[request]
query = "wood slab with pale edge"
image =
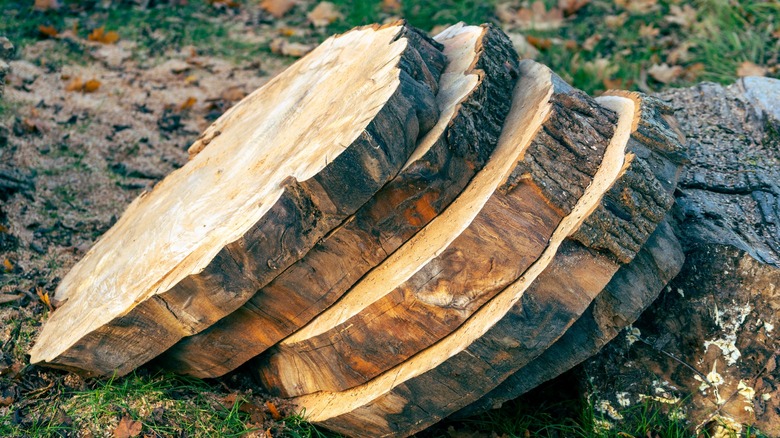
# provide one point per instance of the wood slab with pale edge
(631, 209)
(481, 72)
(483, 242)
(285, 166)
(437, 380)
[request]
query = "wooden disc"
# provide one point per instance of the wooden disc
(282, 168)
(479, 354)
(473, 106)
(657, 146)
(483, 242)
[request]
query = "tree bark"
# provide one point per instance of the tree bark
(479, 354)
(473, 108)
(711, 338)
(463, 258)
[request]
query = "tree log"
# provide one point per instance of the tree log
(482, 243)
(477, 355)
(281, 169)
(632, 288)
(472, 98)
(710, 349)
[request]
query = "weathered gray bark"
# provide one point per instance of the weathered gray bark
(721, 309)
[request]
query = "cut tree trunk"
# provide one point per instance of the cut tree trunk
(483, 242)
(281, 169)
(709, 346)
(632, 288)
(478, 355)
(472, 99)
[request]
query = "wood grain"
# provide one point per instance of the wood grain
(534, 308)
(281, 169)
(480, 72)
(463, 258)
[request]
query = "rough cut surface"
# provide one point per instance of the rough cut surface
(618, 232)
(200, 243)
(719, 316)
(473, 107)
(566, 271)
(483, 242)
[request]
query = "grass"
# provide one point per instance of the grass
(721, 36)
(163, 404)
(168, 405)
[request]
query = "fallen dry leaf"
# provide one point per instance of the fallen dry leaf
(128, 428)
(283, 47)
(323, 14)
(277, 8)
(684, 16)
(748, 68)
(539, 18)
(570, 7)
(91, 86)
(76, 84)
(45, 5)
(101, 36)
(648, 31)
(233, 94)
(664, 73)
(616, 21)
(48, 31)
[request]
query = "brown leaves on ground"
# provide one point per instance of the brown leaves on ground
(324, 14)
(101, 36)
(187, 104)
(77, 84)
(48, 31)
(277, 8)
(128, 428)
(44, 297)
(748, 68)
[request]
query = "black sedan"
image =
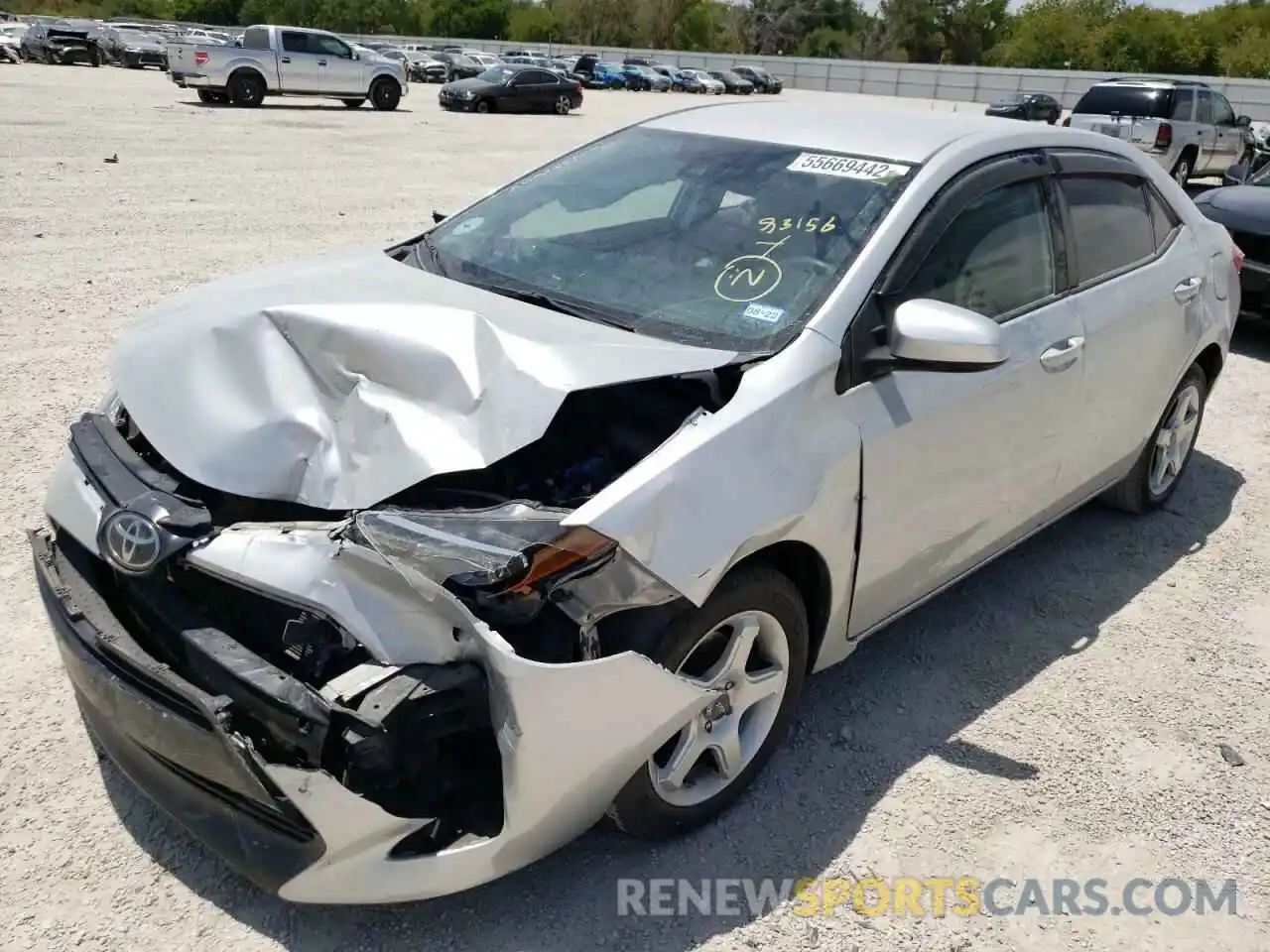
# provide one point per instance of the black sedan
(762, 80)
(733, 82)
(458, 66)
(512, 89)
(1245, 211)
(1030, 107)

________________________

▶ **Your instructions**: Convert every line of the records above into a numbered list, leaving out blank lines and the pictures.

▶ **Response to this task**:
1. [request]
2. query = "wood slab with pale edge"
3. image =
4. # provide one point per instance of the wood slab with pale edge
5. (631, 209)
6. (481, 72)
7. (483, 242)
8. (285, 166)
9. (437, 380)
10. [request]
11. query = "wooden disc"
12. # provide one point per instance of the wooden disc
13. (282, 168)
14. (479, 354)
15. (473, 106)
16. (657, 146)
17. (483, 242)
18. [request]
19. query = "tree bark"
20. # provide one point per instance of the tree bark
21. (479, 354)
22. (473, 108)
23. (711, 338)
24. (463, 258)
25. [request]
26. query = "tree log"
27. # provide one point per instance of the tree log
28. (482, 243)
29. (477, 355)
30. (281, 169)
31. (632, 288)
32. (472, 98)
33. (710, 349)
34. [request]
35. query = "weathered gray bark"
36. # provide one point per instance of the weathered gray bark
37. (721, 309)
38. [request]
39. query = "cut tree trunk"
40. # provide one point per instance of the cut tree trunk
41. (483, 242)
42. (281, 169)
43. (709, 346)
44. (632, 288)
45. (478, 355)
46. (472, 99)
47. [request]
48. query = "wood grain"
49. # provide one point per instance of the wood grain
50. (534, 308)
51. (281, 169)
52. (480, 72)
53. (463, 258)
54. [request]
55. query = "rough cut surface"
56. # provide one point per instance of the rough cut surface
57. (618, 232)
58. (200, 243)
59. (719, 316)
60. (473, 107)
61. (566, 271)
62. (483, 242)
63. [request]
64. query = "grass"
65. # provide one point per instance of the grass
66. (721, 36)
67. (163, 404)
68. (168, 405)
69. [request]
70. query = "fallen dry leaf"
71. # provide one point per instance of the fallen dry leaf
72. (128, 428)
73. (283, 47)
74. (323, 14)
75. (277, 8)
76. (684, 16)
77. (748, 68)
78. (539, 18)
79. (570, 7)
80. (91, 86)
81. (76, 84)
82. (45, 5)
83. (101, 36)
84. (648, 31)
85. (233, 94)
86. (664, 73)
87. (616, 21)
88. (48, 31)
89. [request]
90. query = "brown leaves on ground"
91. # provide one point per instance of the brown leaves on ground
92. (324, 14)
93. (101, 36)
94. (187, 104)
95. (77, 84)
96. (48, 31)
97. (277, 8)
98. (128, 428)
99. (44, 297)
100. (748, 68)
101. [request]
102. query = "black sedan"
103. image =
104. # provide one point per instance of the black sedan
105. (762, 80)
106. (733, 82)
107. (458, 66)
108. (512, 89)
109. (1245, 211)
110. (1030, 107)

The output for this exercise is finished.